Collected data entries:

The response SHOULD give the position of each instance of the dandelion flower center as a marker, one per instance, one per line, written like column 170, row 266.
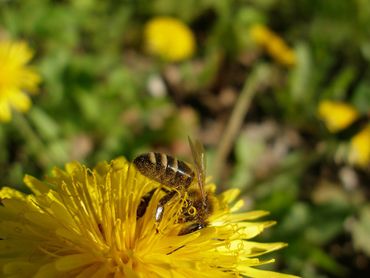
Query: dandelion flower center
column 85, row 222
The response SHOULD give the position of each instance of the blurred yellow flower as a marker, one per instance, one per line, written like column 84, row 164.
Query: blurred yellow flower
column 359, row 152
column 17, row 80
column 84, row 223
column 273, row 44
column 169, row 38
column 337, row 115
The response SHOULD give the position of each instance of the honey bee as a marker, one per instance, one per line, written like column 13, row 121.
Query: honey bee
column 179, row 176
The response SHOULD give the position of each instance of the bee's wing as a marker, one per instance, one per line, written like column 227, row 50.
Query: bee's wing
column 197, row 151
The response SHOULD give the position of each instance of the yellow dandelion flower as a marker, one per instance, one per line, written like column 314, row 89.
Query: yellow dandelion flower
column 16, row 78
column 169, row 38
column 85, row 223
column 274, row 45
column 337, row 115
column 359, row 152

* [Task requirements]
Reproduce all of the records above verbatim, omitting the pictures from the output.

* [Answer below]
The response SHOULD give the position of each instance of the dandelion flower center as a marker, one per instance, one per line, written like column 170, row 266.
Query: dandelion flower center
column 85, row 222
The response SHOULD give the position of each instance of the blurred yellow flower as a marker, one per instance, one per line, written like column 84, row 164.
Query: blurred yellow flower
column 359, row 152
column 17, row 80
column 84, row 223
column 273, row 44
column 169, row 38
column 337, row 115
The response SHOULD give the position of each instance of the honey bee as a marker, one per instance, one per line, written like column 13, row 121.
Query: honey bee
column 179, row 176
The response SHOULD give the position of each instance of the bee's wing as a marker, one per instance, one per line, written like column 227, row 50.
Query: bee's wing
column 197, row 151
The response SHOULD give the position of each instance of the yellow dandelion flower as a marker, one per instance, one per line, written like column 314, row 89.
Query: yellow dandelion flower
column 16, row 78
column 169, row 38
column 85, row 223
column 274, row 45
column 337, row 115
column 359, row 152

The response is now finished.